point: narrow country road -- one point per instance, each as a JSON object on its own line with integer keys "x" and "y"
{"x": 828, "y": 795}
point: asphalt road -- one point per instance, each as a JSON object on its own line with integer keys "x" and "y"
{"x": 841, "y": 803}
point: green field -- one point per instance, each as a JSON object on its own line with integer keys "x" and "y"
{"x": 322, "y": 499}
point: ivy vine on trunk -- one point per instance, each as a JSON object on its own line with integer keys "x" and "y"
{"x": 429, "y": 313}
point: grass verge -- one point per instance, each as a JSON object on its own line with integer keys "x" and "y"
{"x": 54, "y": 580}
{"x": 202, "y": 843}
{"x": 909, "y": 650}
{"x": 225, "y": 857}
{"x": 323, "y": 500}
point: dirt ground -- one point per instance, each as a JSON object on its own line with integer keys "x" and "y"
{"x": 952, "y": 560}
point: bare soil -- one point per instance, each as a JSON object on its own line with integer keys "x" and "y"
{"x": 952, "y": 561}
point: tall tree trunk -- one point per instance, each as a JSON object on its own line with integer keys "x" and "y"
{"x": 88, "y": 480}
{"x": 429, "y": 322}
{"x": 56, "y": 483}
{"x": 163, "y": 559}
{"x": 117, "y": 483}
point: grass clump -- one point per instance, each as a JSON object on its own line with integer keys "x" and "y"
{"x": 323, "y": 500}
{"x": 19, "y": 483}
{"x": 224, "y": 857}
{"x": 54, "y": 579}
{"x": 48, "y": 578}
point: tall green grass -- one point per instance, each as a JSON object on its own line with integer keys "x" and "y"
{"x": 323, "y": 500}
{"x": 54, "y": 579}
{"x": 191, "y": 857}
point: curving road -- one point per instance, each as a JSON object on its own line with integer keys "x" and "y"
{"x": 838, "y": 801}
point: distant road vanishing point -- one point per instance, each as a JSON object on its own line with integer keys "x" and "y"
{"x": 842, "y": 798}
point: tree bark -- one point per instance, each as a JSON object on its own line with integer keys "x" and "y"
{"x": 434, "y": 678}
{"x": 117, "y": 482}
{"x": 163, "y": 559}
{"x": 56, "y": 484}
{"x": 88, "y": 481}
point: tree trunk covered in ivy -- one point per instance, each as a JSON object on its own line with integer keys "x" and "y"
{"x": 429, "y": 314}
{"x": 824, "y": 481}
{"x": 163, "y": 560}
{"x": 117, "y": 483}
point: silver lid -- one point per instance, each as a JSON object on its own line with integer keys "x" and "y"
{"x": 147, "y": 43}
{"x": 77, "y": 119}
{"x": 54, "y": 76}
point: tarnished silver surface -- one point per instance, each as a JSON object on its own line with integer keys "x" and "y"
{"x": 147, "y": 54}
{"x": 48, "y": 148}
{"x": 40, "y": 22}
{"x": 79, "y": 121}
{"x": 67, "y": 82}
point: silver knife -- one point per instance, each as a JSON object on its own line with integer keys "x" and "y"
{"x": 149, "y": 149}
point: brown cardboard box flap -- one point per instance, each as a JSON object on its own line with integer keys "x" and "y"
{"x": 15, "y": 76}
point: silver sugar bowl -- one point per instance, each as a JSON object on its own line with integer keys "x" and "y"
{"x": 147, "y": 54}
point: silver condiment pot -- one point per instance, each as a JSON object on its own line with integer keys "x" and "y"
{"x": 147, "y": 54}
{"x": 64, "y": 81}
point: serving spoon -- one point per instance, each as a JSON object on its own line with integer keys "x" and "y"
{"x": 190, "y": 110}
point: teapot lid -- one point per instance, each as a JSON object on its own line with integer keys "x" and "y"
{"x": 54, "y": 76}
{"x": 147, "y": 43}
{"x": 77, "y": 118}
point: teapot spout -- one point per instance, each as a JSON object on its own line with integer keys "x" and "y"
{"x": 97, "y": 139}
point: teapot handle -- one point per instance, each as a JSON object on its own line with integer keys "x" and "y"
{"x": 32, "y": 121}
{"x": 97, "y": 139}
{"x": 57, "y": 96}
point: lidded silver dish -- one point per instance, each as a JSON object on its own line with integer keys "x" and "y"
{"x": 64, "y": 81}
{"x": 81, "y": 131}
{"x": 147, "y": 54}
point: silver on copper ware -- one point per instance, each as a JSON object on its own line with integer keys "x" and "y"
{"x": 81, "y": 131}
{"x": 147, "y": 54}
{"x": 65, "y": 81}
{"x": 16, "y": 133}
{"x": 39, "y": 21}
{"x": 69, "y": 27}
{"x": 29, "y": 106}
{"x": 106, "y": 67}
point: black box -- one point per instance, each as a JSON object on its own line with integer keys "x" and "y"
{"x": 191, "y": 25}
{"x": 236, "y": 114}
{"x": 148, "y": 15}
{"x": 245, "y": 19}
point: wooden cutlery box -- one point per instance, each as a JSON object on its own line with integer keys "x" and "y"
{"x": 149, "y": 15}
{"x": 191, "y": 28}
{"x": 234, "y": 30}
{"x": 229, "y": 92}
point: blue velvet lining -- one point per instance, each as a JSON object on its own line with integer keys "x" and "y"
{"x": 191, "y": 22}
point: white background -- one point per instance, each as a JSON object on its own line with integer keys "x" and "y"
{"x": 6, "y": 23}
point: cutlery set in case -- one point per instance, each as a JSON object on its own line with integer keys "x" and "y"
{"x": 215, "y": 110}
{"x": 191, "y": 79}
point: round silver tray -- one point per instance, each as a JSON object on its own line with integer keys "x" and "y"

────

Set down only these lines, exactly: the line containing "point: silver on" and each line after it, through the end of the listing.

point: silver on copper ware -- one point per instance, each as a JSON object on its own line with integer keys "x" and "y"
{"x": 81, "y": 131}
{"x": 147, "y": 54}
{"x": 65, "y": 81}
{"x": 16, "y": 133}
{"x": 39, "y": 21}
{"x": 69, "y": 27}
{"x": 29, "y": 106}
{"x": 106, "y": 67}
point: black box -- one point per instance, each as a JSON object on its own line with integer keys "x" and "y"
{"x": 191, "y": 25}
{"x": 236, "y": 114}
{"x": 148, "y": 15}
{"x": 245, "y": 19}
point: wooden cutlery box -- one point per instance, each as a JSON object on its own line with integer keys "x" and "y"
{"x": 149, "y": 15}
{"x": 191, "y": 28}
{"x": 234, "y": 30}
{"x": 229, "y": 92}
point: blue velvet lining -- one point per instance, each as a JSON object on its own line with integer keys "x" and "y"
{"x": 191, "y": 22}
point: white background -- one point per instance, each as a JSON object on its own line with integer keys "x" and "y"
{"x": 6, "y": 23}
point: cutlery set in case -- one point per instance, each as a JSON object on its own line with integer keys "x" and "y"
{"x": 215, "y": 110}
{"x": 191, "y": 79}
point: round silver tray -- one point per instance, each as a JSON object on its own line with integer keys "x" and "y"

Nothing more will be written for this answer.